Influences of cold atmospheric plasma on apoptosis related molecules in osteoblast-like cells in vitro

Cold atmospheric plasma (CAP) has recently been identified as a novel therapeutic strategy for supporting processes of wound healing. Since CAP is additionally known to kill malignant cells, our study intends to determine the influence of CAP on crucial molecules involved in the molecular mechanism of apoptosis in osteoblast-like cells.

Our in vitro-study demonstrated, that CAP decreases apoptosis related molecules in osteoblast-like cells, underlining a beneficial effect on hard-tissue cells.

Human osteoblast-like cells were CAP-treated for 30 and 60 s. CAP effects on critical factors related to apoptosis were studied at transcriptional and protein level using real time-PCR, immunofluorescence staining and western blot. Phalloidin / DAPI staining was used for analyzing the cell morphology. In addition, apoptotic outcomes of CAP were displayed using flow cytometry analysis. For studying intracellular signaling pathways, MAP kinase MEK 1/2 and PI3K were blocked. Finally, the effects of CAP on caspase-3 activity were examined using a caspase-3 assay.

CAP treatment resulted in a significant downregulation of p53 and apoptotic protease activating factor (APAF)-1, caspase (CASP)9, CASP3, BCL2 Antagonist/Killer (BAK)1, and B-Cell Lymphoma (BCL)2 mRNA expression at 1 d. An inhibitory effect of CAP on apoptotic genes was also shown under inflammatory and apoptotic conditions. Nuclear translocation of p53 was determined in CAP treated cells at the early and late stage, after 15 min, 30 min, and 1 h. p53 and APAF-1 protein levels were reduced at 1 d, visualized by immunofluorescence and western blot, respectively. Moreover, a morphological cytoskeleton modification was observed after CAP treatment at 1 d. Further, both CAP-treated and untreated (control) cells remained equally vital as detected by flow cytometry analysis. Interestingly, CAP-associated downregulation of CASP9 and CASP3 mRNA gene expression was also visible after blocking MAP kinase and PI3K. Finally, CAP led to a decrease in CASP3 activity in osteoblast-like cells under normal and apoptotic conditions. Conclusions: Our in vitro-study demonstrated, that CAP decreases apoptosis related molecules in osteoblast-like cells, underlining a beneficial effect on hard-tissue cells.

** TASK INSTRUCTIONS **
1. Decide whether each statement agrees with the abstract on cold atmospheric plasma, answering yes or no and quoting the deciding words: (a) The osteoblast-like cells were treated with CAP for 30 and 60 seconds. (b) Flow cytometry showed that CAP-treated cells were less vital than untreated cells. (c) CAP raised CASP3 activity in osteoblast-like cells.
2. From the abstract on cold atmospheric plasma, rewrite the passage between "Cold atmospheric plasma (CAP)" and "in osteoblast-like cells.", inclusive, substituting "tissue repair" for "wound healing".
The records are not needed for this work.

Source records:
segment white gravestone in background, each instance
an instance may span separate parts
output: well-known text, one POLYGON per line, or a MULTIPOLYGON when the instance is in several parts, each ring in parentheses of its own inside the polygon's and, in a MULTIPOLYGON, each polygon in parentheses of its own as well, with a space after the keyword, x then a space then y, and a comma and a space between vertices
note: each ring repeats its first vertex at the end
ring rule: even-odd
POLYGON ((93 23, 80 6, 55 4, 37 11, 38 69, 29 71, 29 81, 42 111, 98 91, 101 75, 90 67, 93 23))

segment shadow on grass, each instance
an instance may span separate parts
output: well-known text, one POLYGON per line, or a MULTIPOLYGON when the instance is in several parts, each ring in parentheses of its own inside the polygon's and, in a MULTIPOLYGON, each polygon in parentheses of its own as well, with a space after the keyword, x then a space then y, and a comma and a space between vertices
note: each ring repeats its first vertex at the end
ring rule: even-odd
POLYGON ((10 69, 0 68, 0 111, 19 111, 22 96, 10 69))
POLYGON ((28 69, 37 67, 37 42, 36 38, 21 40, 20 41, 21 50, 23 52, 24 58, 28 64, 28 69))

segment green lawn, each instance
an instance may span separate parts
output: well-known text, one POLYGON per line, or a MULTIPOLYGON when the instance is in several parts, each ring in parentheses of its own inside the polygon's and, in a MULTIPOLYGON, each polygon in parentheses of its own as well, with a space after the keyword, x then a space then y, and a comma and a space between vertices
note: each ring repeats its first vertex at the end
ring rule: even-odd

** ANSWERS FOR THE EXERCISE **
1.
(a) Yes: "Human osteoblast-like cells were CAP-treated for 30 and 60 s."
(b) No: "both CAP-treated and untreated (control) cells remained equally vital as detected by flow cytometry analysis."
(c) No: "CAP led to a decrease in CASP3 activity in osteoblast-like cells under normal and apoptotic conditions."

2.
Cold atmospheric plasma (CAP) has recently been identified as a novel therapeutic strategy for supporting processes of tissue repair. Since CAP is additionally known to kill malignant cells, our study intends to determine the influence of CAP on crucial molecules involved in the molecular mechanism of apoptosis in osteoblast-like cells.